Text segment:
# Carbon steel pan



## Uncle Mike (Feb 13, 2019)

Got a new carbon steel pan for omelette. 

After seasoning.


----------



## DamageInc (Feb 14, 2019)

Nice pan. I have a couple and they are the bees knees. Just for future posting, we have a thread for new kitchen gear acquisitions.

https://www.kitchenknifeforums.com/threads/kitchen-scores-post-your-new-gear-here.670/


----------



## PC315 (Feb 14, 2019)

How do you like the de buyer? I bought my carbon steel from Made In and the handle feels more comfortable.


----------



## slickmamba (Feb 14, 2019)

Looks like a great start to the seasoning!


----------



## gotmail1414 (Feb 14, 2019)

How have your omelettes turned out?


----------



## hawkoath (Feb 16, 2019)

Nice looking seasoning. Hope it works out for you


----------



## PalmRoyale (Feb 17, 2019)

I have the same pan_, _love that thing.


----------



## boomchakabowwow (Feb 17, 2019)

Same pan. The got mine seasoned like that. Then first thing I cooked peeled it up. Repeatedly. 

I quit fighting it. I used it as a roasting pan for small Cornish hens and roast. I would get it solar hot in my grill and sear fish. The handle took a beating. It looks crunchy. The silicon button is hanging on by a miracle. It’s stiff and brittle. Haha. 

It’s pretty slick now. Just made a kimchee egg scramble for dinner. It wiped clean with a damp sponge. Phew!
Yesterday I made my wife some potstickers. It was anybody’s guess for awhile, but they released with a shake when the crust formed. Phew x2!


----------



## boomchakabowwow (Feb 17, 2019)

My crappy Teflon pan might not survive the week.


----------



## boomchakabowwow (Aug 29, 2019)

Another half year in since my last post.

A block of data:
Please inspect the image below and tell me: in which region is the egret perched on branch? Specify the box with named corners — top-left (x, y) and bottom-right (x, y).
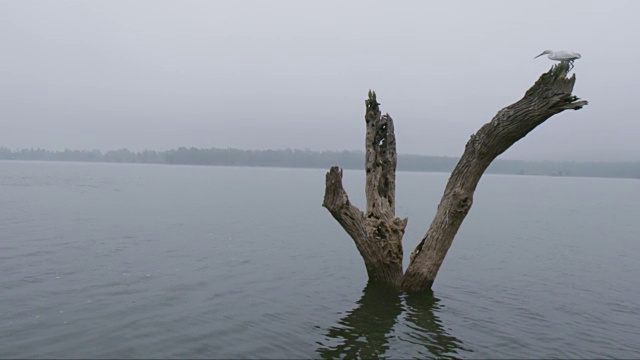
top-left (534, 50), bottom-right (582, 69)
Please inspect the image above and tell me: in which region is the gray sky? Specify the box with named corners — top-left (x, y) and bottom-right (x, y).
top-left (0, 0), bottom-right (640, 160)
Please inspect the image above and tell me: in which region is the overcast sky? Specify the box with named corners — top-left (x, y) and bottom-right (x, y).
top-left (0, 0), bottom-right (640, 160)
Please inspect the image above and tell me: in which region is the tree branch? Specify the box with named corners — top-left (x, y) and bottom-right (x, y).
top-left (402, 62), bottom-right (588, 291)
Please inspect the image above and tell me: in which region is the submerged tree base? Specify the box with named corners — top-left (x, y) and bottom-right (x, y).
top-left (322, 63), bottom-right (587, 291)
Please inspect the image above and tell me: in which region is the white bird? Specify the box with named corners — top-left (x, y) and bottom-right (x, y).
top-left (534, 50), bottom-right (582, 67)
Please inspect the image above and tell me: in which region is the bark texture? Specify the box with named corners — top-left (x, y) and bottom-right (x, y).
top-left (322, 91), bottom-right (407, 286)
top-left (402, 62), bottom-right (587, 291)
top-left (323, 62), bottom-right (587, 291)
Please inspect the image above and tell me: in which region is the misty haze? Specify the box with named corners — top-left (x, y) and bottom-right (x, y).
top-left (0, 0), bottom-right (640, 358)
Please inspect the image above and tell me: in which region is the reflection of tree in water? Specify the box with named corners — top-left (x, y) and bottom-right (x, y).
top-left (317, 283), bottom-right (464, 359)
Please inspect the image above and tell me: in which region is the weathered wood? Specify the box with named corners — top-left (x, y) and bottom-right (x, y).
top-left (402, 62), bottom-right (587, 291)
top-left (322, 91), bottom-right (407, 286)
top-left (322, 62), bottom-right (587, 291)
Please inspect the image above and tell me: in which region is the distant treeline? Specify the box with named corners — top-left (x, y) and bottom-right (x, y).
top-left (0, 147), bottom-right (640, 178)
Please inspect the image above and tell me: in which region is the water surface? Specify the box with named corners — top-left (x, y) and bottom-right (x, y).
top-left (0, 162), bottom-right (640, 358)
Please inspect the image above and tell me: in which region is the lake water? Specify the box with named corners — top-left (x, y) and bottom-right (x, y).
top-left (0, 162), bottom-right (640, 358)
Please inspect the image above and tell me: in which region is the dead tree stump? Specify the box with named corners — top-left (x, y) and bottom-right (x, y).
top-left (322, 62), bottom-right (587, 291)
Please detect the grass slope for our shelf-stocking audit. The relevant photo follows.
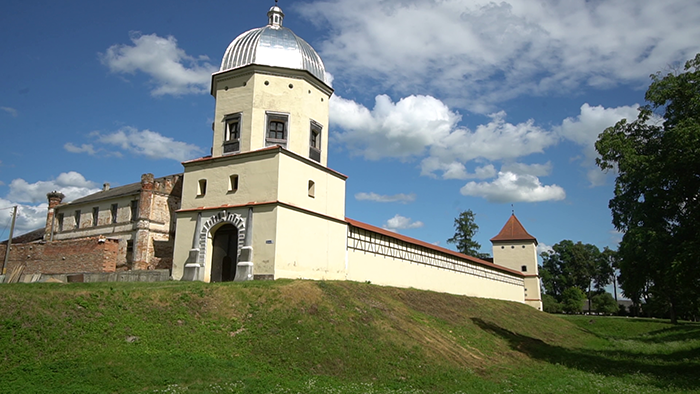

To-do list:
(a) Copy word for word the part of the carbon steel pan thread starting with "I quit fighting" and going on through "and brittle. Haha.".
(b) Resume the forum thread about the carbon steel pan after its last post.

Answers:
(a)
I quit fighting it. I used it as a roasting pan for small Cornish hens and roast. I would get it solar hot in my grill and sear fish. The handle took a beating. It looks crunchy. The silicon button is hanging on by a miracle. It’s stiff and brittle. Haha.

(b)
Update. My pan sits on the stove now. It looks like ass. The silicon button got all crusty and fell off. My handle looks bubbly and crusty but still works. It gets used as a small roasting pan in my gas grill. I get it hot and dump fish fillets in. It’s so hot it flames up. I use it for eggs and grilled sandwiches. It is slick like Teflon. It isn’t jet black in color but very blotchy dark brown. I don’t think it’s getting any darker. It does it all (if the food fits - my pan is about 8’ diameter)

I still think cast iron sears steaks and chops better. But I swear I hear angels hoop and holler when I flip an egg over without a spatula. It’s a great pan and I love it.

I clean it with a semi stiff dish brush and hot water. Heat it up on the stove (to dry) and wipe it with a tiny bit of grape seed oil.

I’m a fan.


----------



## podzap (Sep 15, 2019)

Whenever I buy a new De Buyer, I pull the silicon bee off of the handle and throw it into the junk drawer.

You can season them via a variety of techniques, but I've found that nothing works quite like using a powerful gas burner outside. Especially when re-seasoning.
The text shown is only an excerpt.